## GIVEN PROBLEM 1
Answer these questions about the training fixes patch:
(a) Who is listed as the sender of the patch?
(b) How many insertions and how many deletions does the summary report?
(c) What value is passed for accumulate_gradients in the train_step call?
[Start TEXT SECTION]
From 600bee98f3d91e00c4019c8fe79b3c58f00264e0 Mon Sep 17 00:00:00 2001
From: Dobromir Popov <dobromir.popov@gmail.com>
Date: Mon, 8 Dec 2025 22:09:43 +0200
Subject: [PATCH] training fixes

---
 ANNOTATE/core/real_training_adapter.py    | 25 +++++---
 NN/models/advanced_transformer_trading.py | 77 +++++++++++++++--------
 2 files changed, 69 insertions(+), 33 deletions(-)

diff --git a/ANNOTATE/core/real_training_adapter.py b/ANNOTATE/core/real_training_adapter.py
index 783b119..eab4cfa 100644
--- a/ANNOTATE/core/real_training_adapter.py
+++ b/ANNOTATE/core/real_training_adapter.py
@@ -160,6 +160,12 @@ class RealTrainingAdapter:
         self.data_provider = data_provider
         self.training_sessions: Dict[str, TrainingSession] = {}
         
+        # CRITICAL: Training lock to prevent concurrent model access
+        # Multiple threads (batch training + per-candle training) can corrupt
+        # the computation graph if they access the model simultaneously
+        import threading
+        self._training_lock = threading.Lock()
+        
         # Real-time training tracking
         self.realtime_training_metrics = {
             'total_steps': 0,
@@ -2614,9 +2620,12 @@ class RealTrainingAdapter:
                             symbol = batch.get('metadata', {}).get('symbol', 'ETH/USDT')
                             self._store_training_prediction(batch, trainer, symbol)
                         
-                        # Call the trainer's train_step method with mini-batch
-                        # Batch is already on GPU and contains multiple samples
-                        result = trainer.train_step(batch, accumulate_gradients=False)
+                        # CRITICAL: Acquire training lock to prevent concurrent model access
+                        # This prevents "inplace operation" errors when per-candle training runs simultaneously
+                        with self._training_lock:
+                            # Call the trainer's train_step method with mini-batch
+                            # Batch is already on GPU and contains multiple samples
+                            result = trainer.train_step(batch, accumulate_gradients=False)
[End TEXT SECTION]
[Start DATA FOR THIS TASK]
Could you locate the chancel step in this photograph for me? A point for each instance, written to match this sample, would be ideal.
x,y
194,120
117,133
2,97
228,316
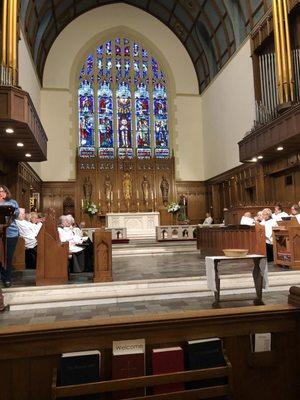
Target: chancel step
x,y
141,290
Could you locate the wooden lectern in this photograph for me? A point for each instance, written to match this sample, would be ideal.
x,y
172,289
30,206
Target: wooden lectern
x,y
6,214
52,255
286,243
102,243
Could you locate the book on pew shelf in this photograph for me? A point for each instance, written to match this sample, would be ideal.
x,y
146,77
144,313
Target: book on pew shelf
x,y
262,342
128,361
203,354
80,367
165,361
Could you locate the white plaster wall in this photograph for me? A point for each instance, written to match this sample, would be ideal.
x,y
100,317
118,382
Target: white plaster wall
x,y
55,111
58,109
228,112
188,138
29,82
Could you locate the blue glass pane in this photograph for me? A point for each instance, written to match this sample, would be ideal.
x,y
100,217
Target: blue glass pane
x,y
160,116
124,115
142,110
86,114
105,115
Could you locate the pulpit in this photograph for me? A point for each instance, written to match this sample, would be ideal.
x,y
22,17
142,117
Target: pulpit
x,y
286,244
6,213
52,255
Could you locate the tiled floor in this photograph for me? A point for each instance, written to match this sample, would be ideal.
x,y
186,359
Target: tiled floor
x,y
130,268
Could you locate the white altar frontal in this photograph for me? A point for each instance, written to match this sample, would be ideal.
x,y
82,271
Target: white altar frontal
x,y
138,225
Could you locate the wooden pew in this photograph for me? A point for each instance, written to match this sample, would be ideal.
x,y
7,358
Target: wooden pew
x,y
102,243
286,244
212,240
52,255
19,255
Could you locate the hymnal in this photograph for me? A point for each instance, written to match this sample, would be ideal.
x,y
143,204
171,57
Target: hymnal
x,y
80,367
202,354
128,361
164,361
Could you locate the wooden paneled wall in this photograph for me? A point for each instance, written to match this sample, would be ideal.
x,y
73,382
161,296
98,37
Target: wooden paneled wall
x,y
195,192
60,196
21,180
255,184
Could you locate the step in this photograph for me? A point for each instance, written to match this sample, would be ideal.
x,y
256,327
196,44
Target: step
x,y
134,291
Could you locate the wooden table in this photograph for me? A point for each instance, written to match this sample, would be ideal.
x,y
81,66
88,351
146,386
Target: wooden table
x,y
260,275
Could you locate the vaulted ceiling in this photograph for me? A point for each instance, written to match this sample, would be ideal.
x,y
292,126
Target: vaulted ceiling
x,y
211,30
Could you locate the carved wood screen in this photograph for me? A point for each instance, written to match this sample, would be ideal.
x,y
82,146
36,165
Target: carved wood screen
x,y
124,185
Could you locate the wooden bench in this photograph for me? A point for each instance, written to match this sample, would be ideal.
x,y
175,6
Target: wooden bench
x,y
212,240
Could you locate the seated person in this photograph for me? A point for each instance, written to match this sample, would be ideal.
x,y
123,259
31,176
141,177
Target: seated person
x,y
85,242
66,234
268,223
208,219
279,213
295,212
247,219
258,217
29,232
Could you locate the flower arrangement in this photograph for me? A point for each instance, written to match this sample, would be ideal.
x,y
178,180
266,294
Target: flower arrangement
x,y
90,208
172,208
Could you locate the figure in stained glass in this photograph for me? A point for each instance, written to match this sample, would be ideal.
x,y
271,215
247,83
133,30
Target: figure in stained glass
x,y
130,86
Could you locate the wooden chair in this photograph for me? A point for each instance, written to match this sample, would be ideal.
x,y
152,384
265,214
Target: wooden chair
x,y
52,255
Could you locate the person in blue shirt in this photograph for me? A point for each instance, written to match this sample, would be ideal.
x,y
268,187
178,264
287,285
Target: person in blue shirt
x,y
12,234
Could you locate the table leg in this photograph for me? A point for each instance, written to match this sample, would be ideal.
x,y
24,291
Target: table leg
x,y
216,303
258,282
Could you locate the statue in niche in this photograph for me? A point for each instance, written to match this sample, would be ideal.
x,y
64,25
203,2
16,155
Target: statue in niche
x,y
127,188
145,189
87,189
182,214
108,189
164,187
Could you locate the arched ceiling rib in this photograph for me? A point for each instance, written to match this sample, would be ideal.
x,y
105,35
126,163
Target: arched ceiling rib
x,y
211,30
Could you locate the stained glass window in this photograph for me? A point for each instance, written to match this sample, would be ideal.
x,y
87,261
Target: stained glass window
x,y
123,103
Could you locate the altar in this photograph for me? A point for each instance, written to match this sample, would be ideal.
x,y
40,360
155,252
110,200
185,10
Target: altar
x,y
138,224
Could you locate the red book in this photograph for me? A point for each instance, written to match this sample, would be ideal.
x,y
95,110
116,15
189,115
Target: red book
x,y
128,361
165,361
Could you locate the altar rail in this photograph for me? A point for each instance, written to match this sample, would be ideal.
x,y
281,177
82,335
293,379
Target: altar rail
x,y
176,232
29,353
212,240
116,233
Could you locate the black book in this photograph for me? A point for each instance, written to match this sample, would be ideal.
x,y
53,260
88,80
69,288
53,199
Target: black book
x,y
202,354
80,367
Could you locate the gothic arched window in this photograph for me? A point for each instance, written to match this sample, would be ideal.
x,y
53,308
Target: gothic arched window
x,y
123,103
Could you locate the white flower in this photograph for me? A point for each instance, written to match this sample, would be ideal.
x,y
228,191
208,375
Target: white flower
x,y
173,208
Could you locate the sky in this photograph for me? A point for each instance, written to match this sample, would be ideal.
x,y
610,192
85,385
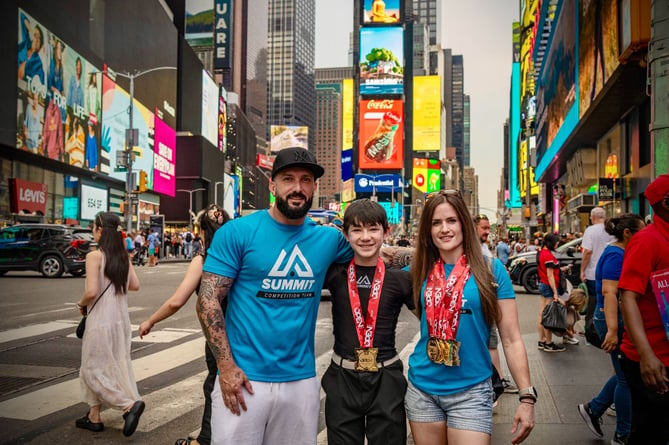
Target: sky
x,y
484,40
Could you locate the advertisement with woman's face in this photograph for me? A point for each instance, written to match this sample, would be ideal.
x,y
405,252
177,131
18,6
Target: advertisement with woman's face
x,y
58,106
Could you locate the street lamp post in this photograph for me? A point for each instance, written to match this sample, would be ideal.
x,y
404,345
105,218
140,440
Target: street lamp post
x,y
216,191
190,205
130,138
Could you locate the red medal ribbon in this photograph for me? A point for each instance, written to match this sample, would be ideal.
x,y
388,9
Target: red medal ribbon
x,y
366,326
443,298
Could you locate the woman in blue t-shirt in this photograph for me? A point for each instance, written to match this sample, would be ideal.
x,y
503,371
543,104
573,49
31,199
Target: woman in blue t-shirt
x,y
459,295
609,325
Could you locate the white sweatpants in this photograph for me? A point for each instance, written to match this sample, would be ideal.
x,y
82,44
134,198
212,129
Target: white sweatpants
x,y
277,414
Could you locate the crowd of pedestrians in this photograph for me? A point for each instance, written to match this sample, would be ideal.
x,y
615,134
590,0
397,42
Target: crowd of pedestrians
x,y
259,281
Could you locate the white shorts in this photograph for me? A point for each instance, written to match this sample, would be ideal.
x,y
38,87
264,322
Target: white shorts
x,y
277,414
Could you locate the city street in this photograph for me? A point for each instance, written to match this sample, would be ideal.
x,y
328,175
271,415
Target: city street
x,y
40,355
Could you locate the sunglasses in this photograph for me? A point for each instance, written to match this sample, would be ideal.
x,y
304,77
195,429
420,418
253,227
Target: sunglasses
x,y
450,192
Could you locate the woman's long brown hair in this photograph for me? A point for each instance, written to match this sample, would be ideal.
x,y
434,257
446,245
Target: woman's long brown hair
x,y
427,254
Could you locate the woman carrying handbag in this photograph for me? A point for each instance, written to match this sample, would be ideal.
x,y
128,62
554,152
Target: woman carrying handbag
x,y
106,374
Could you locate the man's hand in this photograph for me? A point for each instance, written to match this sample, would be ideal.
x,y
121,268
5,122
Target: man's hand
x,y
232,380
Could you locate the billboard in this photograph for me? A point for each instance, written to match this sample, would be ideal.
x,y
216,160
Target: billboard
x,y
380,11
164,158
199,29
58,106
382,60
93,200
381,134
427,175
286,136
426,113
115,122
210,108
347,114
598,48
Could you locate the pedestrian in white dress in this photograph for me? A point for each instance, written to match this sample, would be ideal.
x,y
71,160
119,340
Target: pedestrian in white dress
x,y
106,373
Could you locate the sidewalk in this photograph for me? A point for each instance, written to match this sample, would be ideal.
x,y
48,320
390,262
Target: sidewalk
x,y
563,380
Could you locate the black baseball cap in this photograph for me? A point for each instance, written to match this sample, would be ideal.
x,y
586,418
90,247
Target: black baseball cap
x,y
296,157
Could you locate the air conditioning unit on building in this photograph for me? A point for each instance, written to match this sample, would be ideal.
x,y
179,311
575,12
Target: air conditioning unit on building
x,y
582,203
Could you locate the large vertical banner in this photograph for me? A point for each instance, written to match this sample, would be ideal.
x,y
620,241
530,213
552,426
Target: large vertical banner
x,y
164,158
381,134
347,114
598,48
115,122
223,34
58,106
426,113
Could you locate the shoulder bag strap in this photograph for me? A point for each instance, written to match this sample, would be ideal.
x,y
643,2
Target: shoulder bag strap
x,y
97,299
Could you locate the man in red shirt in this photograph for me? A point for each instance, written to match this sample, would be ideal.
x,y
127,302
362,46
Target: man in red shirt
x,y
645,344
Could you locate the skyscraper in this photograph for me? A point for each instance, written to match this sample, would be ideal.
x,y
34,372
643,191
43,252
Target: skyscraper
x,y
291,94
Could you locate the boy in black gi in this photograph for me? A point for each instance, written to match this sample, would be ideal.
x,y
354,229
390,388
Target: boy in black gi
x,y
365,384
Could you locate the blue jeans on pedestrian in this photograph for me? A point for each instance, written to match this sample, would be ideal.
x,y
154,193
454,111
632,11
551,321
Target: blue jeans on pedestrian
x,y
616,389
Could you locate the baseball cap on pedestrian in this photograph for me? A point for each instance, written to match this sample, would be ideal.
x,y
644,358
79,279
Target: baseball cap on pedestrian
x,y
296,157
657,189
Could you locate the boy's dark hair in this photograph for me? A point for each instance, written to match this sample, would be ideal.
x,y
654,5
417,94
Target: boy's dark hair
x,y
363,212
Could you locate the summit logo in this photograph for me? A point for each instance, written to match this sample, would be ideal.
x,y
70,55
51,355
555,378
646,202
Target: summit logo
x,y
291,277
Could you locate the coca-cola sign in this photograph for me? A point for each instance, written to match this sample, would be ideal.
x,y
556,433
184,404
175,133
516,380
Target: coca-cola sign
x,y
27,197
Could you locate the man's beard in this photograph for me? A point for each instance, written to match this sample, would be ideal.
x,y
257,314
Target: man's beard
x,y
293,212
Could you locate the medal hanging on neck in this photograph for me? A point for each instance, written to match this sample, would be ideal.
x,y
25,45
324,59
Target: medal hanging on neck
x,y
365,355
443,301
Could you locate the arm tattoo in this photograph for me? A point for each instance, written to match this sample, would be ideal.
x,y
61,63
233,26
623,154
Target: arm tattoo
x,y
213,289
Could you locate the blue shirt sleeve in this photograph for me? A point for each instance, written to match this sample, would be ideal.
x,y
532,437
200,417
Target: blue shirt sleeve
x,y
612,266
504,286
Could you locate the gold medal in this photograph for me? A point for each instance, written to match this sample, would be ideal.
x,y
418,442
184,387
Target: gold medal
x,y
435,350
365,359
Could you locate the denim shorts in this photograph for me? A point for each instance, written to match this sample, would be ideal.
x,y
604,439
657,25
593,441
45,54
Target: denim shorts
x,y
545,290
469,410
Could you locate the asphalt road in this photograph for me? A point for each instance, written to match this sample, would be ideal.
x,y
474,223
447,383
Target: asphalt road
x,y
39,361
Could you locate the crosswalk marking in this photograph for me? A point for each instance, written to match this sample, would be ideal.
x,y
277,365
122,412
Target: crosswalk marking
x,y
57,397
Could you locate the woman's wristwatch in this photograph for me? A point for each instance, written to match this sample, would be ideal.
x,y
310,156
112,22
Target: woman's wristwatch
x,y
529,393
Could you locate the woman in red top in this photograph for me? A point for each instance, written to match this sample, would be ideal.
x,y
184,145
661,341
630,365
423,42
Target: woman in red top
x,y
549,277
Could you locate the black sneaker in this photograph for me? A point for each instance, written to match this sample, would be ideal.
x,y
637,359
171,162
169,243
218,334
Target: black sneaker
x,y
594,423
552,347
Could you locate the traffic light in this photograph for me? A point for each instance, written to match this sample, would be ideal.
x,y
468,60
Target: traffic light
x,y
142,181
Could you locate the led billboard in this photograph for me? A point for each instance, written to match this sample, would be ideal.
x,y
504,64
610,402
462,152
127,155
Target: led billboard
x,y
210,108
164,158
380,11
286,136
58,106
426,113
382,60
598,48
381,134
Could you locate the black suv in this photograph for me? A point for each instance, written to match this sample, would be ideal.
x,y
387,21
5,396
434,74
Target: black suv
x,y
523,267
47,248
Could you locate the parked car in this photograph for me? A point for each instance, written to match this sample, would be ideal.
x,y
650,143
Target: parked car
x,y
523,267
51,249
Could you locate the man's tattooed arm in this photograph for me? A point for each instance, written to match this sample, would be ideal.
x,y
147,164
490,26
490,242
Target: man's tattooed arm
x,y
213,289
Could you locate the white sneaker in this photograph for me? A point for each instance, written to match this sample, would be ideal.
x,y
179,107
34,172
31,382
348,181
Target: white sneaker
x,y
570,340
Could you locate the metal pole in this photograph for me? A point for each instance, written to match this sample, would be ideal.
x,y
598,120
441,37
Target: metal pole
x,y
658,57
129,150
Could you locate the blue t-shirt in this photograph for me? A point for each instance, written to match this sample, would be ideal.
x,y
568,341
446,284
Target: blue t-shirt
x,y
278,272
609,267
475,365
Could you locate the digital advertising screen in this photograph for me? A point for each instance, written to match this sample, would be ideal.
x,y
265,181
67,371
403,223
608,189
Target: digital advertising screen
x,y
286,136
58,106
164,158
380,134
598,48
381,11
381,60
426,113
115,122
209,109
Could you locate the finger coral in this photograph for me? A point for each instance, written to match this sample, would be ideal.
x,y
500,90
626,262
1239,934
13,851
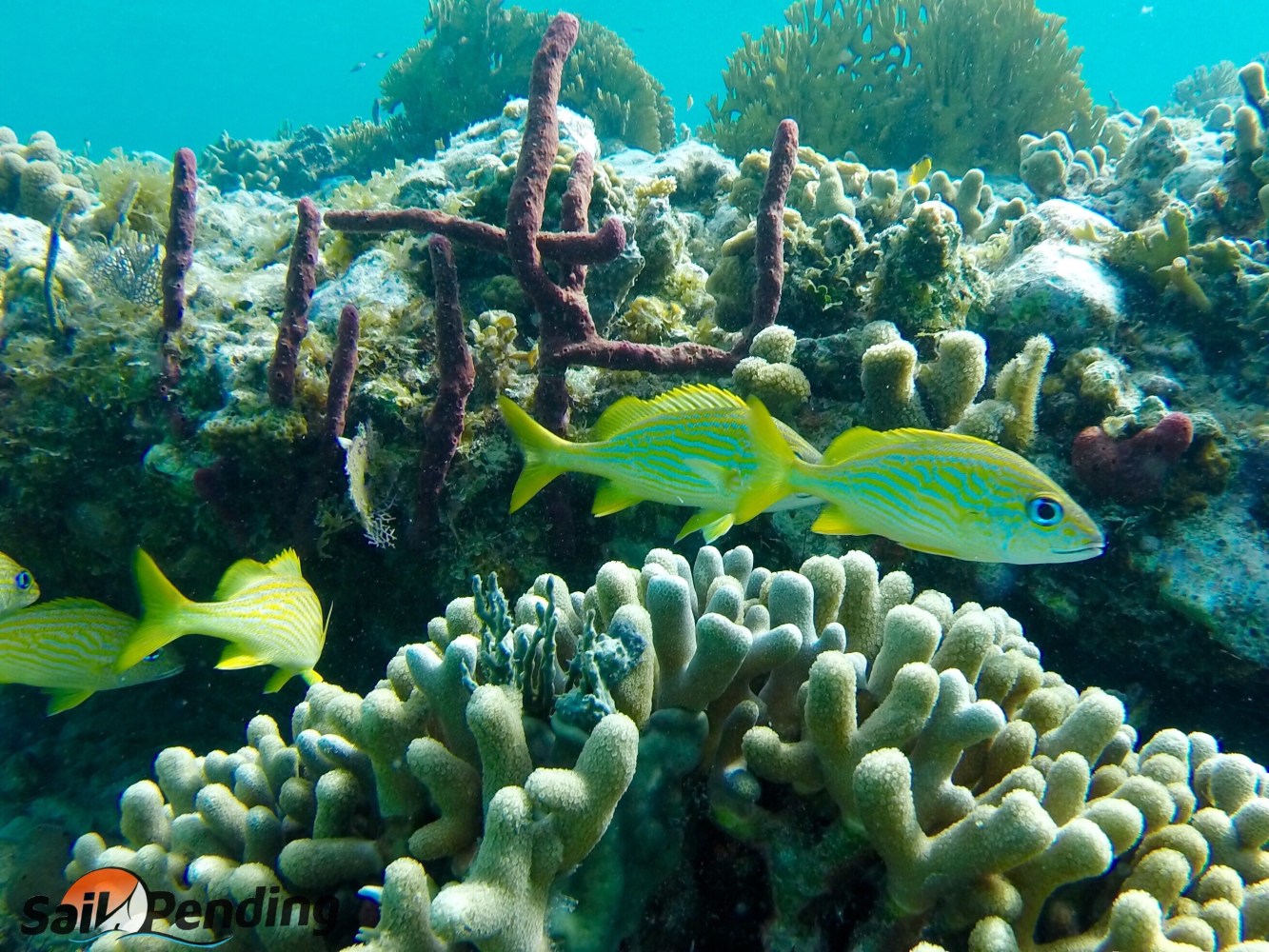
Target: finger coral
x,y
532,758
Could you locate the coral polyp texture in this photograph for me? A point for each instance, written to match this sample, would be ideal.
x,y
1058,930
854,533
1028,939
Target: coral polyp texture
x,y
875,745
894,80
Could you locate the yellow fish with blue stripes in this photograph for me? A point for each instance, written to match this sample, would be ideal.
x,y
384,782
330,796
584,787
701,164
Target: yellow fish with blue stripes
[End DATA FOR THIS TASK]
## GIVEN PROBLEM 2
Convert the records into a Markdown table with the columns Row and Line, starting at the line containing "Could you locate the coral" and ending with the last line of the records. Number each row and leave out blank lines.

## TASK RESPONSE 1
(a) Dobromir Popov
(b) 69 insertions and 33 deletions
(c) False

## TASK RESPONSE 2
| Row | Line |
|---|---|
| 1 | Could you locate the coral polyp texture in this photograph for me? A point for each instance, written to match this sample, would be ideal. |
| 2 | x,y |
| 3 | 1058,930 |
| 4 | 854,533 |
| 5 | 1028,939 |
| 6 | Target: coral polyp texture |
| 7 | x,y |
| 8 | 875,745 |
| 9 | 894,80 |
| 10 | Could you locate the yellow fish with blue stripes in this photograph for me? A point for each instance, written to match this sample, would be ideal. |
| 11 | x,y |
| 12 | 384,782 |
| 13 | 330,796 |
| 14 | 584,787 |
| 15 | 701,164 |
| 16 | Target: yellow fish with blue stripes |